Testo sorgente:
=-=-=-=-=
Cass. pen. Sez. I, Sent., (ud. 07-04-2011) 30-05-2011, n. 21589

Sentenza scelta dal dott. Domenico Cirasole direttore del sito giuridico http://www.gadit.it/

Svolgimento del processo

Con sentenza del 20/4/2010, depositata l’11/6/2010, la Corte di Appello di Napoli ha confermato la sentenza 14/4/2009 del GUP del Tribunale di S. Maria Capua Vetere che aveva condannato C. A., T.F. e Ta.Fr., escluse le circostanze aggravanti di cui all’art. 61 c.p., n. 1 e art. 577 c.p., n. 3, riconosciute le circostanze attenuanti di cui all’art. 62 c.p., nn. 2 e 6 (giudicate per il C. equivalenti alla contestata recidiva), unificati i reati sotto il vincolo della continuazione ed applicata la diminuente del rito, alle pene – rispettivamente – di anni otto di reclusione (il C.) e di anni sei di reclusione (i due T.), oltre alle previste pene accessorie, quali responsabili – in concorso tra loro – dei reati di tentato omicidio in danno di D.D., di lesioni aggravate in danno di M.M., di detenzione e porto illegali di un fucile da caccia, di spari in luogo pubblico e di porto ingiustificato in luogo pubblico di un bastone atto ad offendere.

La Corte di merito, riepilogate le censure proposte con gli atti di appello, ha in primo luogo sintetizzato e condiviso la ricostruzione dei fatti quale operata dal primo Giudice. In proposito ha precisato:

che i fatti si erano verificati all’interno e nei pressi del bar (OMISSIS) a seguito del diverbio intercorso tra il D. ed i tre imputati che disturbavano i clienti del locale intenti a giocare a carte; che per tale ragione e per l’atteggiamento provocatorio dei tre giovani il D. aveva inferto uno schiaffo ad uno di costoro; che dopo una quindicina di minuti, nel mentre il D. si intratteneva a parlare con A.P. a poca distanza dal bar, era giunta una autovettura Renault di colore grigio dalla quale era disceso il giovane che prima di allontanarsi dal bar aveva rivolto all’indirizzo del D’Errico la frase "tu non sai chi siamo noi e da dove veniamo", armato di una mazza da baseball con la quale aveva colpito l’ A.; che il D., nel mentre cercava di togliere dalle mani del giovane la mazza, da baseball, si accorgeva che dall’auto era discesa anche la persona che sedeva sul sedile anteriore destro la quale gli aveva puntato contro un fucile;

che, nel mentre davasi alla fuga, il D. aveva udito l’esplosione di due colpi di arma da fuoco ed aveva avvertito dolore in varie parti del corpo; che, secondo quanto riferito dal proprietario del bar, due dei tre giovani con il quale il D. aveva poco prima avuto il diverbio di cui si è detto erano nuovamente entrati nel locale, pressochè in concomitanza dell’esplosione di un colpo di arma da fuoco, armati uno di un fucile e l’altro di un bastone, chiedendo a gran voce dove si trovasse il loro antagonista; che in base alle effettuate individuazioni fotografiche ed alle deposizioni raccolte, nel C. andava individuato il giovane armato di fucile, nel Ta.Fr. la persona che era stata schiaffeggiata dal D., nel T. F. la persona che aveva pronunciato la frase di minaccia all’indirizzo del D. e che era poi ritornata armata di bastone; che, mentre uno dei colpi aveva raggiunto il D. alla regione lombare, glutei ed arti inferiori, l’altro colpo aveva colpito un passante ad un occhio. La Corte di merito ha ritenuto che fosse esatta la qualificazione giuridica data ai fatti e che in particolare gli imputati avessero agito con intendimenti omicidiari, considerati la dinamica dei fatti, le modalità dell’azione e l’utilizzo di un fucile a canne mozze; ha sottolineato come erroneamente non si fosse fatto riferimento dal primo Giudice alla norma di cui all’art. 82 c.p. e come peraltro, in carenza di impugnativa sul punto da parte della Pubblica Accusa, non potesse effettuarsi in proposito alcuna reformatio in peius; ha infine ritenuto corretto ed equo il trattamento sanzionatorio riservato agli imputati.
=-=-=-=-=
Nella sentenza riportata nel testo sorgente, a quale pena è stato condannato C.?

Materiale elencato in un dataset:
=-=-=-=-=
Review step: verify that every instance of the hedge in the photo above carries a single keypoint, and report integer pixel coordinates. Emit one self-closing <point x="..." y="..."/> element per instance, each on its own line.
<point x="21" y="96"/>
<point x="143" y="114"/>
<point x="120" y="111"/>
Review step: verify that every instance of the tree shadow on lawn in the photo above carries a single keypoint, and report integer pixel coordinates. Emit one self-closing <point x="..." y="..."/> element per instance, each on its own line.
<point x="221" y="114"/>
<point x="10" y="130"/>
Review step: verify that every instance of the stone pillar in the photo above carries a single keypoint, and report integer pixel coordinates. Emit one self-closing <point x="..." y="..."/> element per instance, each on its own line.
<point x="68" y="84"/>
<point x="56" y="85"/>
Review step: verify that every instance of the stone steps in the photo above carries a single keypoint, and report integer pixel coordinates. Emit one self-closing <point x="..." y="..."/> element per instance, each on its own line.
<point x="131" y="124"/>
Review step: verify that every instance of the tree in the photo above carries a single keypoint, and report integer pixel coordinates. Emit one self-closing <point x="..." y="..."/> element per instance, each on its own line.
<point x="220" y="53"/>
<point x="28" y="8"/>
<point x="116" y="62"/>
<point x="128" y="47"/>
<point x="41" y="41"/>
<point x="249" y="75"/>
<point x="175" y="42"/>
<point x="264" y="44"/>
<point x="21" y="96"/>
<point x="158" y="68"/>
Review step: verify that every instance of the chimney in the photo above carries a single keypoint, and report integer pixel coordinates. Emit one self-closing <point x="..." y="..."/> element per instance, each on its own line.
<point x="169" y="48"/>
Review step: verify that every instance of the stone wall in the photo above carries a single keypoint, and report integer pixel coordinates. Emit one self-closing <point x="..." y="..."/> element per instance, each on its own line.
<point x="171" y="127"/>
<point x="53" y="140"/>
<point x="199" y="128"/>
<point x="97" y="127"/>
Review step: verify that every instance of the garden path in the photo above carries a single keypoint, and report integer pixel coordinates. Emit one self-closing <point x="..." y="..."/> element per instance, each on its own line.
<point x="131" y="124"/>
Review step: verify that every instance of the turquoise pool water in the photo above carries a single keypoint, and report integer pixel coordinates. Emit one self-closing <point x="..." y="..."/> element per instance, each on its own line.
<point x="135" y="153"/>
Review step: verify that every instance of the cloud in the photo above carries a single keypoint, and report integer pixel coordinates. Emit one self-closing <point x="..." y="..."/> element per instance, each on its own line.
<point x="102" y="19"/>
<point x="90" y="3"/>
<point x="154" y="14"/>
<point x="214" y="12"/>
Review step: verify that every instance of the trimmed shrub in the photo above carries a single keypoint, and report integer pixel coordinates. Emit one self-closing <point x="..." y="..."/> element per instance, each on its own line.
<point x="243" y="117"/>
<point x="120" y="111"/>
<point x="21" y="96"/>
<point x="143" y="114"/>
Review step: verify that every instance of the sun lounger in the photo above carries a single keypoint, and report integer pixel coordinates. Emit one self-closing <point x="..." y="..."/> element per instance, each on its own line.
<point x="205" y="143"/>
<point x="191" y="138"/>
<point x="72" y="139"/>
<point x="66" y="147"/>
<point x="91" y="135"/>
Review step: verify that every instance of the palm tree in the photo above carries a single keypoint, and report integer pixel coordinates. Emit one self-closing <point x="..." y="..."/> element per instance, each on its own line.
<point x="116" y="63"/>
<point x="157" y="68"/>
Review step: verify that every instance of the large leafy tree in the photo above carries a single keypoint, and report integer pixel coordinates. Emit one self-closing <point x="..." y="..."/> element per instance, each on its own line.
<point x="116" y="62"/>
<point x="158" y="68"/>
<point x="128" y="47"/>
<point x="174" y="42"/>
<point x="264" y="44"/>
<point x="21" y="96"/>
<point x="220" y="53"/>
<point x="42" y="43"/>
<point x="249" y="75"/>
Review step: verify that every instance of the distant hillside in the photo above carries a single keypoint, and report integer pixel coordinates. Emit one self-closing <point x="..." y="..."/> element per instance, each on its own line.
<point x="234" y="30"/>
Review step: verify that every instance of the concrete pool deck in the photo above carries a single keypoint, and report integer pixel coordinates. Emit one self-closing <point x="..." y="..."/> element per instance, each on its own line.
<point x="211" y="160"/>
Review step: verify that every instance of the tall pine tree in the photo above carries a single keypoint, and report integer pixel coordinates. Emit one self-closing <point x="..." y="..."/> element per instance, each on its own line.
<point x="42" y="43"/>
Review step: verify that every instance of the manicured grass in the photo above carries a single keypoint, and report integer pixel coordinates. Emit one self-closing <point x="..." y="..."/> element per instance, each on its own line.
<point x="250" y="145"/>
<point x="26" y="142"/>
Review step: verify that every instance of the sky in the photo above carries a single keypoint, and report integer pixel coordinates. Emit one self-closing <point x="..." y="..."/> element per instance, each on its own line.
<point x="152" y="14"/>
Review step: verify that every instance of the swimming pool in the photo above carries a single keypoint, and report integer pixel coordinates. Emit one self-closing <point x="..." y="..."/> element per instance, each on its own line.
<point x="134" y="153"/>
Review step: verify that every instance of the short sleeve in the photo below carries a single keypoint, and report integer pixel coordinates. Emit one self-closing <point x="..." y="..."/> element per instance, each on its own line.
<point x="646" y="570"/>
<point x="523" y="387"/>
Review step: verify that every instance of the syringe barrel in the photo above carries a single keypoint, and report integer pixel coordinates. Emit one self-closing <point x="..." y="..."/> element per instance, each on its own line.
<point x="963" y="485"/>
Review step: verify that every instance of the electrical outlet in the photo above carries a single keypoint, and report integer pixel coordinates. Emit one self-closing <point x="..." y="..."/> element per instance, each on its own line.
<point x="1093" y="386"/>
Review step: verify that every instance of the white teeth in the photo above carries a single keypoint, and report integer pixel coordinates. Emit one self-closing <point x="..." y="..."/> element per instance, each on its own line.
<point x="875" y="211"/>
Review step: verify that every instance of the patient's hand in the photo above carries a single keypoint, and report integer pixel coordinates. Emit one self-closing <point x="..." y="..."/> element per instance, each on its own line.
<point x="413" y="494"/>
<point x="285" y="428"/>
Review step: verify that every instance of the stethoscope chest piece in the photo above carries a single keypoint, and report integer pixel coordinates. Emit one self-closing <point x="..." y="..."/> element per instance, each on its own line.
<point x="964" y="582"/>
=-=-=-=-=
Il risultato: Otto anni di reclusione, oltre alle pene accessorie previste.